- [Exercise]:
Only the lines from the start of the data below through the line that contains "girl holding flower bouquet" are to be copied, exactly and without pictures.

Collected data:
________
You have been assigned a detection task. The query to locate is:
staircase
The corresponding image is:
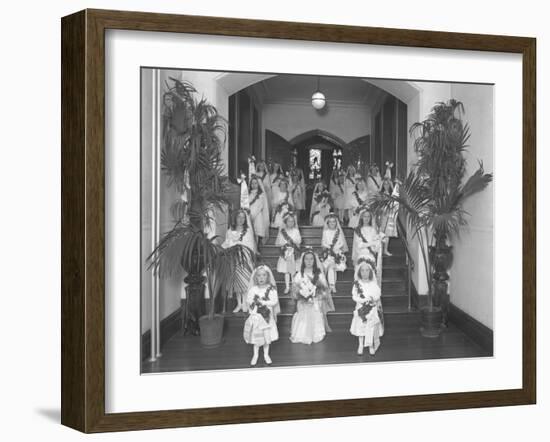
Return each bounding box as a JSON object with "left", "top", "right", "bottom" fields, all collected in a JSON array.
[{"left": 227, "top": 225, "right": 417, "bottom": 331}]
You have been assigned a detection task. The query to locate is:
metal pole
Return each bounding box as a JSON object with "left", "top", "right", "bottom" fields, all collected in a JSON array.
[
  {"left": 148, "top": 69, "right": 160, "bottom": 362},
  {"left": 154, "top": 69, "right": 162, "bottom": 358}
]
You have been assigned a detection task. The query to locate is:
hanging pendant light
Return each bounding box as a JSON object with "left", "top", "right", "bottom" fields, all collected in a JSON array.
[{"left": 311, "top": 76, "right": 326, "bottom": 110}]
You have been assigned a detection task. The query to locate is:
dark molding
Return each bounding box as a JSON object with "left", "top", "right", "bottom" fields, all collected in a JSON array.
[
  {"left": 410, "top": 280, "right": 420, "bottom": 310},
  {"left": 141, "top": 305, "right": 183, "bottom": 361},
  {"left": 448, "top": 303, "right": 494, "bottom": 355}
]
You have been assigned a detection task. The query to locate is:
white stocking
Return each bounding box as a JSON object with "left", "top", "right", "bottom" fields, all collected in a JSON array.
[
  {"left": 263, "top": 342, "right": 272, "bottom": 364},
  {"left": 251, "top": 344, "right": 259, "bottom": 365},
  {"left": 284, "top": 273, "right": 291, "bottom": 292},
  {"left": 327, "top": 268, "right": 336, "bottom": 287},
  {"left": 357, "top": 336, "right": 364, "bottom": 354}
]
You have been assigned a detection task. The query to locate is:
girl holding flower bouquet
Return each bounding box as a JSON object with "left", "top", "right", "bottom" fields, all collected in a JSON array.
[
  {"left": 330, "top": 171, "right": 346, "bottom": 223},
  {"left": 320, "top": 213, "right": 348, "bottom": 294},
  {"left": 378, "top": 177, "right": 399, "bottom": 256},
  {"left": 290, "top": 250, "right": 330, "bottom": 344},
  {"left": 310, "top": 189, "right": 332, "bottom": 227},
  {"left": 270, "top": 163, "right": 285, "bottom": 209},
  {"left": 255, "top": 161, "right": 272, "bottom": 213},
  {"left": 243, "top": 265, "right": 280, "bottom": 366},
  {"left": 350, "top": 259, "right": 384, "bottom": 355},
  {"left": 343, "top": 165, "right": 358, "bottom": 224},
  {"left": 271, "top": 178, "right": 294, "bottom": 229},
  {"left": 275, "top": 212, "right": 302, "bottom": 294},
  {"left": 290, "top": 167, "right": 306, "bottom": 222},
  {"left": 352, "top": 208, "right": 384, "bottom": 284},
  {"left": 348, "top": 177, "right": 370, "bottom": 229}
]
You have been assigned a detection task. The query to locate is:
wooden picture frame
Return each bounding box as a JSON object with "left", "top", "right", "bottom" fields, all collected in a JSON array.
[{"left": 61, "top": 8, "right": 536, "bottom": 433}]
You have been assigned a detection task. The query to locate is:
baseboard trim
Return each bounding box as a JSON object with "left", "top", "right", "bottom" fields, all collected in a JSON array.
[
  {"left": 410, "top": 280, "right": 420, "bottom": 310},
  {"left": 448, "top": 303, "right": 493, "bottom": 354},
  {"left": 141, "top": 304, "right": 183, "bottom": 361}
]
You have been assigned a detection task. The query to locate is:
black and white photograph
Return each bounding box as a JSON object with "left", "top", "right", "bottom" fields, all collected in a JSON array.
[{"left": 140, "top": 69, "right": 494, "bottom": 373}]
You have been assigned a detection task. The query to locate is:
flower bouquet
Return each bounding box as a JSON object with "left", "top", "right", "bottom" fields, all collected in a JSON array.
[
  {"left": 357, "top": 299, "right": 376, "bottom": 323},
  {"left": 297, "top": 277, "right": 316, "bottom": 303},
  {"left": 251, "top": 294, "right": 271, "bottom": 322},
  {"left": 319, "top": 248, "right": 346, "bottom": 271},
  {"left": 280, "top": 244, "right": 295, "bottom": 260}
]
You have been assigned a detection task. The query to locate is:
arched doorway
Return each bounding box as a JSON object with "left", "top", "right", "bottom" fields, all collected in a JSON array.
[{"left": 289, "top": 129, "right": 346, "bottom": 222}]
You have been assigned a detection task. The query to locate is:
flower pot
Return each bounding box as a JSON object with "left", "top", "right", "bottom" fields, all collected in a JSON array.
[
  {"left": 420, "top": 306, "right": 443, "bottom": 338},
  {"left": 199, "top": 314, "right": 225, "bottom": 348},
  {"left": 183, "top": 273, "right": 206, "bottom": 336},
  {"left": 431, "top": 244, "right": 453, "bottom": 273}
]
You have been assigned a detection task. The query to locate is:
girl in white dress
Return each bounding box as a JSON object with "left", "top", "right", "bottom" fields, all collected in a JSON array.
[
  {"left": 329, "top": 169, "right": 339, "bottom": 202},
  {"left": 352, "top": 209, "right": 383, "bottom": 284},
  {"left": 348, "top": 177, "right": 370, "bottom": 229},
  {"left": 343, "top": 165, "right": 358, "bottom": 224},
  {"left": 366, "top": 164, "right": 382, "bottom": 195},
  {"left": 243, "top": 265, "right": 280, "bottom": 365},
  {"left": 255, "top": 161, "right": 272, "bottom": 213},
  {"left": 248, "top": 175, "right": 270, "bottom": 247},
  {"left": 349, "top": 260, "right": 384, "bottom": 355},
  {"left": 222, "top": 209, "right": 258, "bottom": 313},
  {"left": 379, "top": 178, "right": 399, "bottom": 256},
  {"left": 275, "top": 212, "right": 302, "bottom": 294},
  {"left": 330, "top": 171, "right": 346, "bottom": 222},
  {"left": 309, "top": 182, "right": 327, "bottom": 224},
  {"left": 310, "top": 190, "right": 332, "bottom": 226},
  {"left": 271, "top": 178, "right": 294, "bottom": 229},
  {"left": 290, "top": 250, "right": 330, "bottom": 344},
  {"left": 270, "top": 163, "right": 285, "bottom": 209},
  {"left": 290, "top": 169, "right": 305, "bottom": 222},
  {"left": 320, "top": 213, "right": 348, "bottom": 294}
]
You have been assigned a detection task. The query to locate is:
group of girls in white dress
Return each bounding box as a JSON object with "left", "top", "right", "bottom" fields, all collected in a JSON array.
[{"left": 227, "top": 159, "right": 399, "bottom": 363}]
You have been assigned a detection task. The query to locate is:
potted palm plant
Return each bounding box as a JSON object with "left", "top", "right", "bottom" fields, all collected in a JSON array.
[
  {"left": 371, "top": 99, "right": 492, "bottom": 337},
  {"left": 148, "top": 78, "right": 254, "bottom": 346}
]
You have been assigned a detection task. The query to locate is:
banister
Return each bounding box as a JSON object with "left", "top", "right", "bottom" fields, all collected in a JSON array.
[{"left": 396, "top": 217, "right": 415, "bottom": 311}]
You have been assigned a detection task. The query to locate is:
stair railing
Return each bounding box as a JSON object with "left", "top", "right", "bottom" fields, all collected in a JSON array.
[{"left": 396, "top": 217, "right": 415, "bottom": 311}]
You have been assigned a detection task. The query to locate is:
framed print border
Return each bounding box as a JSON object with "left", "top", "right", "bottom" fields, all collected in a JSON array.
[{"left": 61, "top": 8, "right": 536, "bottom": 433}]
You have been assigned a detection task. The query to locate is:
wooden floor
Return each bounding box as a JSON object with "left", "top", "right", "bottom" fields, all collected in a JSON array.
[{"left": 142, "top": 313, "right": 492, "bottom": 373}]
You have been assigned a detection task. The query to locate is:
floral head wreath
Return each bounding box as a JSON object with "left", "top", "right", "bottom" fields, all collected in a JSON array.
[
  {"left": 283, "top": 210, "right": 296, "bottom": 222},
  {"left": 278, "top": 177, "right": 289, "bottom": 187},
  {"left": 356, "top": 256, "right": 375, "bottom": 269},
  {"left": 324, "top": 211, "right": 338, "bottom": 222},
  {"left": 355, "top": 258, "right": 376, "bottom": 281}
]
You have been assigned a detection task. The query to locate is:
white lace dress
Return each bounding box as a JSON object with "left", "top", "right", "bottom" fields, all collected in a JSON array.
[
  {"left": 249, "top": 190, "right": 270, "bottom": 238},
  {"left": 289, "top": 271, "right": 328, "bottom": 344},
  {"left": 348, "top": 190, "right": 370, "bottom": 228},
  {"left": 349, "top": 279, "right": 384, "bottom": 349},
  {"left": 243, "top": 285, "right": 279, "bottom": 345}
]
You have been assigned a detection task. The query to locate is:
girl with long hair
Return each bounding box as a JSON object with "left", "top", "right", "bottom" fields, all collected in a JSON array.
[
  {"left": 290, "top": 250, "right": 331, "bottom": 344},
  {"left": 222, "top": 209, "right": 257, "bottom": 313},
  {"left": 350, "top": 260, "right": 384, "bottom": 355},
  {"left": 248, "top": 175, "right": 270, "bottom": 247},
  {"left": 320, "top": 213, "right": 348, "bottom": 294}
]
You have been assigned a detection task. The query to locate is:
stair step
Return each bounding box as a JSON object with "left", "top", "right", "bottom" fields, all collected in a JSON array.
[
  {"left": 264, "top": 236, "right": 354, "bottom": 247},
  {"left": 258, "top": 245, "right": 406, "bottom": 260},
  {"left": 274, "top": 293, "right": 409, "bottom": 314},
  {"left": 258, "top": 256, "right": 407, "bottom": 276},
  {"left": 269, "top": 226, "right": 354, "bottom": 237},
  {"left": 273, "top": 281, "right": 407, "bottom": 297},
  {"left": 223, "top": 309, "right": 420, "bottom": 331}
]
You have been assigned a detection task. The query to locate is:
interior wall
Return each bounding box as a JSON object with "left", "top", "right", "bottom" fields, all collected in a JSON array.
[
  {"left": 448, "top": 83, "right": 495, "bottom": 328},
  {"left": 406, "top": 82, "right": 452, "bottom": 295},
  {"left": 262, "top": 101, "right": 371, "bottom": 145},
  {"left": 141, "top": 69, "right": 186, "bottom": 334},
  {"left": 141, "top": 69, "right": 233, "bottom": 333}
]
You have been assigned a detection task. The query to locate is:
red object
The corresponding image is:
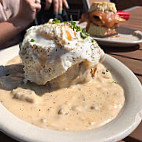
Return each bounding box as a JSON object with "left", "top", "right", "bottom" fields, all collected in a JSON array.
[{"left": 117, "top": 10, "right": 130, "bottom": 20}]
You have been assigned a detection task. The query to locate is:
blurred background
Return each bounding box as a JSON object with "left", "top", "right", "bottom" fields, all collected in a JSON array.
[
  {"left": 37, "top": 0, "right": 142, "bottom": 23},
  {"left": 66, "top": 0, "right": 142, "bottom": 20}
]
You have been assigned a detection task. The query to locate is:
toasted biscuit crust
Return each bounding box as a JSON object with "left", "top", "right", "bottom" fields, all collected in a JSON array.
[
  {"left": 88, "top": 23, "right": 116, "bottom": 37},
  {"left": 89, "top": 2, "right": 117, "bottom": 13}
]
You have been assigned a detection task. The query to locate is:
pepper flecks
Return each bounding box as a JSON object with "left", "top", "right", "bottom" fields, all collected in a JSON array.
[{"left": 19, "top": 20, "right": 104, "bottom": 85}]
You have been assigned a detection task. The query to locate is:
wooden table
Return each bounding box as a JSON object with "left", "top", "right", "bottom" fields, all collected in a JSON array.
[
  {"left": 100, "top": 6, "right": 142, "bottom": 142},
  {"left": 106, "top": 6, "right": 142, "bottom": 141},
  {"left": 0, "top": 6, "right": 142, "bottom": 142},
  {"left": 104, "top": 6, "right": 142, "bottom": 84}
]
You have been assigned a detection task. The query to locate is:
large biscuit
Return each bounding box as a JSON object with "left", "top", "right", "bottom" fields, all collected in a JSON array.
[{"left": 89, "top": 2, "right": 117, "bottom": 13}]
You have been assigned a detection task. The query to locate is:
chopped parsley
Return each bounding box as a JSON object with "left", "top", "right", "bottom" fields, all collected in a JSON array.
[
  {"left": 69, "top": 16, "right": 90, "bottom": 39},
  {"left": 102, "top": 71, "right": 105, "bottom": 74},
  {"left": 52, "top": 17, "right": 90, "bottom": 39},
  {"left": 30, "top": 39, "right": 35, "bottom": 42},
  {"left": 80, "top": 32, "right": 87, "bottom": 39},
  {"left": 52, "top": 18, "right": 60, "bottom": 24},
  {"left": 64, "top": 21, "right": 68, "bottom": 24},
  {"left": 69, "top": 22, "right": 89, "bottom": 39},
  {"left": 113, "top": 80, "right": 118, "bottom": 84},
  {"left": 91, "top": 39, "right": 95, "bottom": 42},
  {"left": 82, "top": 28, "right": 86, "bottom": 33},
  {"left": 76, "top": 26, "right": 81, "bottom": 32},
  {"left": 69, "top": 21, "right": 81, "bottom": 32},
  {"left": 80, "top": 28, "right": 90, "bottom": 39}
]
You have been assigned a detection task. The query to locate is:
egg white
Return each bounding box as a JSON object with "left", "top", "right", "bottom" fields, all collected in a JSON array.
[{"left": 20, "top": 21, "right": 104, "bottom": 85}]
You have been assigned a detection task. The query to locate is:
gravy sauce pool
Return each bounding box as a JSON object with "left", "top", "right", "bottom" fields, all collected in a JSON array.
[{"left": 0, "top": 56, "right": 125, "bottom": 131}]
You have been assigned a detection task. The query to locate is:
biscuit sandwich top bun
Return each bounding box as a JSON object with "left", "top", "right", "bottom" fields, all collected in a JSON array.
[{"left": 89, "top": 2, "right": 117, "bottom": 13}]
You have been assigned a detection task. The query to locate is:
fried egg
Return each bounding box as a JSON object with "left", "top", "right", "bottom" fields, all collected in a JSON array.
[{"left": 19, "top": 19, "right": 104, "bottom": 85}]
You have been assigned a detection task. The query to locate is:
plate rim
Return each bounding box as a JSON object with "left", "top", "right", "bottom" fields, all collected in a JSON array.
[
  {"left": 0, "top": 45, "right": 142, "bottom": 142},
  {"left": 78, "top": 21, "right": 142, "bottom": 46},
  {"left": 93, "top": 26, "right": 142, "bottom": 45}
]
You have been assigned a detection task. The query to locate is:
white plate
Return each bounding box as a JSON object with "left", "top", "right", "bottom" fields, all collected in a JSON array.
[
  {"left": 78, "top": 22, "right": 142, "bottom": 47},
  {"left": 0, "top": 45, "right": 142, "bottom": 142}
]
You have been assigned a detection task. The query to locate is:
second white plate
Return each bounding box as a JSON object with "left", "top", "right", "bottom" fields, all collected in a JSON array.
[
  {"left": 0, "top": 45, "right": 142, "bottom": 142},
  {"left": 78, "top": 22, "right": 142, "bottom": 47}
]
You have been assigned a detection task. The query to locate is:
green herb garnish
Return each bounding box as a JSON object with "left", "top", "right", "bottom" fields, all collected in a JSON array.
[
  {"left": 102, "top": 71, "right": 105, "bottom": 74},
  {"left": 69, "top": 21, "right": 82, "bottom": 32},
  {"left": 80, "top": 30, "right": 90, "bottom": 39},
  {"left": 80, "top": 28, "right": 90, "bottom": 39},
  {"left": 66, "top": 16, "right": 89, "bottom": 39},
  {"left": 106, "top": 69, "right": 109, "bottom": 72},
  {"left": 30, "top": 39, "right": 35, "bottom": 42},
  {"left": 113, "top": 80, "right": 118, "bottom": 84},
  {"left": 82, "top": 28, "right": 86, "bottom": 33},
  {"left": 52, "top": 18, "right": 60, "bottom": 24},
  {"left": 64, "top": 21, "right": 68, "bottom": 24},
  {"left": 70, "top": 21, "right": 76, "bottom": 30},
  {"left": 91, "top": 39, "right": 95, "bottom": 42},
  {"left": 80, "top": 32, "right": 87, "bottom": 39},
  {"left": 76, "top": 26, "right": 81, "bottom": 32}
]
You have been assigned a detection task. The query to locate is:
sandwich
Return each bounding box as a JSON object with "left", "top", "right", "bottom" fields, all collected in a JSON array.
[{"left": 79, "top": 2, "right": 124, "bottom": 37}]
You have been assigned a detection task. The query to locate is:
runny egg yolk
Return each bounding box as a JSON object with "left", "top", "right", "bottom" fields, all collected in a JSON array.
[
  {"left": 40, "top": 33, "right": 52, "bottom": 39},
  {"left": 65, "top": 30, "right": 72, "bottom": 41},
  {"left": 65, "top": 30, "right": 77, "bottom": 41}
]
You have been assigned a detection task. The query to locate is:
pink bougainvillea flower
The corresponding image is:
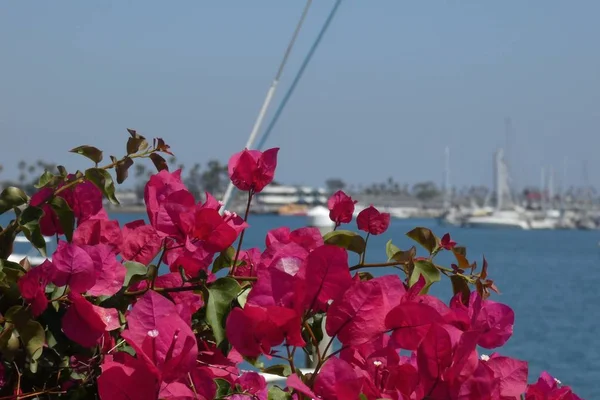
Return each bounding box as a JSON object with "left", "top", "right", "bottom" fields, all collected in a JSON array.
[
  {"left": 227, "top": 148, "right": 279, "bottom": 193},
  {"left": 120, "top": 219, "right": 162, "bottom": 265},
  {"left": 82, "top": 244, "right": 126, "bottom": 297},
  {"left": 440, "top": 233, "right": 457, "bottom": 250},
  {"left": 30, "top": 179, "right": 106, "bottom": 236},
  {"left": 484, "top": 353, "right": 528, "bottom": 398},
  {"left": 62, "top": 293, "right": 117, "bottom": 347},
  {"left": 246, "top": 243, "right": 308, "bottom": 309},
  {"left": 30, "top": 188, "right": 62, "bottom": 236},
  {"left": 200, "top": 191, "right": 222, "bottom": 211},
  {"left": 222, "top": 210, "right": 249, "bottom": 236},
  {"left": 232, "top": 248, "right": 261, "bottom": 277},
  {"left": 299, "top": 245, "right": 353, "bottom": 312},
  {"left": 98, "top": 352, "right": 160, "bottom": 400},
  {"left": 146, "top": 272, "right": 204, "bottom": 322},
  {"left": 196, "top": 340, "right": 240, "bottom": 384},
  {"left": 525, "top": 371, "right": 581, "bottom": 399},
  {"left": 468, "top": 291, "right": 515, "bottom": 349},
  {"left": 235, "top": 372, "right": 268, "bottom": 399},
  {"left": 72, "top": 218, "right": 123, "bottom": 249},
  {"left": 265, "top": 226, "right": 323, "bottom": 253},
  {"left": 313, "top": 357, "right": 364, "bottom": 400},
  {"left": 226, "top": 304, "right": 304, "bottom": 358},
  {"left": 166, "top": 244, "right": 215, "bottom": 279},
  {"left": 189, "top": 367, "right": 218, "bottom": 400},
  {"left": 326, "top": 275, "right": 404, "bottom": 347},
  {"left": 154, "top": 189, "right": 196, "bottom": 241},
  {"left": 144, "top": 169, "right": 188, "bottom": 230},
  {"left": 327, "top": 190, "right": 357, "bottom": 226},
  {"left": 356, "top": 205, "right": 390, "bottom": 235},
  {"left": 385, "top": 302, "right": 444, "bottom": 350},
  {"left": 61, "top": 179, "right": 106, "bottom": 222},
  {"left": 287, "top": 374, "right": 317, "bottom": 399},
  {"left": 121, "top": 290, "right": 198, "bottom": 383},
  {"left": 18, "top": 260, "right": 53, "bottom": 316},
  {"left": 192, "top": 208, "right": 238, "bottom": 253},
  {"left": 51, "top": 241, "right": 96, "bottom": 294}
]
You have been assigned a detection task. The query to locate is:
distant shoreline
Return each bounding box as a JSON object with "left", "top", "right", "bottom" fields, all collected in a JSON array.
[{"left": 105, "top": 205, "right": 146, "bottom": 214}]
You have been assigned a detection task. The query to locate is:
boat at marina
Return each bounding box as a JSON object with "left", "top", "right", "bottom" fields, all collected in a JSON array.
[{"left": 464, "top": 149, "right": 532, "bottom": 230}]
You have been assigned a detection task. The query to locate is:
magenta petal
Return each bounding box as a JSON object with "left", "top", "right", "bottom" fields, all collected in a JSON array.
[
  {"left": 159, "top": 381, "right": 197, "bottom": 399},
  {"left": 83, "top": 244, "right": 126, "bottom": 297},
  {"left": 385, "top": 302, "right": 443, "bottom": 350},
  {"left": 73, "top": 218, "right": 122, "bottom": 249},
  {"left": 51, "top": 241, "right": 96, "bottom": 293},
  {"left": 485, "top": 355, "right": 528, "bottom": 398},
  {"left": 287, "top": 374, "right": 317, "bottom": 399},
  {"left": 121, "top": 219, "right": 162, "bottom": 265},
  {"left": 303, "top": 245, "right": 352, "bottom": 312},
  {"left": 123, "top": 291, "right": 198, "bottom": 382},
  {"left": 62, "top": 294, "right": 106, "bottom": 347},
  {"left": 326, "top": 278, "right": 389, "bottom": 347},
  {"left": 314, "top": 357, "right": 363, "bottom": 400},
  {"left": 98, "top": 353, "right": 160, "bottom": 400}
]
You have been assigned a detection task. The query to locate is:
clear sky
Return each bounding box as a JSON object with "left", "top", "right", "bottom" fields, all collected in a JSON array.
[{"left": 1, "top": 1, "right": 599, "bottom": 190}]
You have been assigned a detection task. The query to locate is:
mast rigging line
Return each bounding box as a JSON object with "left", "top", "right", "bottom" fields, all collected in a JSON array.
[
  {"left": 221, "top": 0, "right": 344, "bottom": 212},
  {"left": 219, "top": 0, "right": 314, "bottom": 213}
]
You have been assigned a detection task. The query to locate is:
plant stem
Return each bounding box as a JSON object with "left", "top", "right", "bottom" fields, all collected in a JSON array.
[
  {"left": 54, "top": 150, "right": 155, "bottom": 196},
  {"left": 303, "top": 321, "right": 322, "bottom": 364},
  {"left": 348, "top": 260, "right": 403, "bottom": 272},
  {"left": 285, "top": 342, "right": 296, "bottom": 374},
  {"left": 231, "top": 191, "right": 253, "bottom": 275},
  {"left": 150, "top": 240, "right": 169, "bottom": 290},
  {"left": 360, "top": 233, "right": 370, "bottom": 264}
]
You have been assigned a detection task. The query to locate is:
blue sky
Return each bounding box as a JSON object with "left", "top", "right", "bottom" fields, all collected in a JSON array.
[{"left": 1, "top": 1, "right": 599, "bottom": 189}]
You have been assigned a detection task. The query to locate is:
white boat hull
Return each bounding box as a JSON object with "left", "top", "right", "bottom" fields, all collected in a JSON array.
[{"left": 464, "top": 214, "right": 530, "bottom": 230}]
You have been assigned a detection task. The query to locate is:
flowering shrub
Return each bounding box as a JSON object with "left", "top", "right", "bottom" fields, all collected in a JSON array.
[{"left": 0, "top": 131, "right": 582, "bottom": 399}]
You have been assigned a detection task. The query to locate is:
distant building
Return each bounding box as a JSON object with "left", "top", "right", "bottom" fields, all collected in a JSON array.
[{"left": 253, "top": 184, "right": 328, "bottom": 214}]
________
- [Solution to this problem]:
You have been assigned a detection task. The query to locate is:
staircase
The corresponding image is:
Return each bounding box as a JSON object with "left", "top", "right", "bottom" fields, all collected in a JSON array.
[{"left": 227, "top": 225, "right": 417, "bottom": 331}]
You have been assigned a detection task. The query to locate is:
metal pole
Return each bounding box as a JSON object with "left", "top", "right", "bottom" fields, all collected in a JSON array.
[
  {"left": 148, "top": 69, "right": 160, "bottom": 362},
  {"left": 154, "top": 69, "right": 162, "bottom": 358}
]
You have been assigned a detection task. The query to locate is:
hanging pendant light
Return each bounding box as a JSON object with "left", "top", "right", "bottom" fields, all collected in a JSON array.
[{"left": 311, "top": 76, "right": 326, "bottom": 110}]
You have been assigned a detection task. The query to locate is:
dark molding
Return each bounding box as a JSON object with "left", "top", "right", "bottom" fields, all collected in a JSON array.
[
  {"left": 410, "top": 280, "right": 420, "bottom": 310},
  {"left": 141, "top": 305, "right": 183, "bottom": 361},
  {"left": 448, "top": 303, "right": 494, "bottom": 355}
]
You have been assigned a detection task. The query to locate is:
white stocking
Return each bounding box as a JSON object with "left", "top", "right", "bottom" fields, all collected in a JSON array.
[
  {"left": 263, "top": 342, "right": 272, "bottom": 364},
  {"left": 251, "top": 344, "right": 259, "bottom": 365},
  {"left": 284, "top": 273, "right": 291, "bottom": 292},
  {"left": 327, "top": 268, "right": 336, "bottom": 287},
  {"left": 357, "top": 336, "right": 364, "bottom": 354}
]
You have been assigned a detection task. The query to locate is:
girl holding flower bouquet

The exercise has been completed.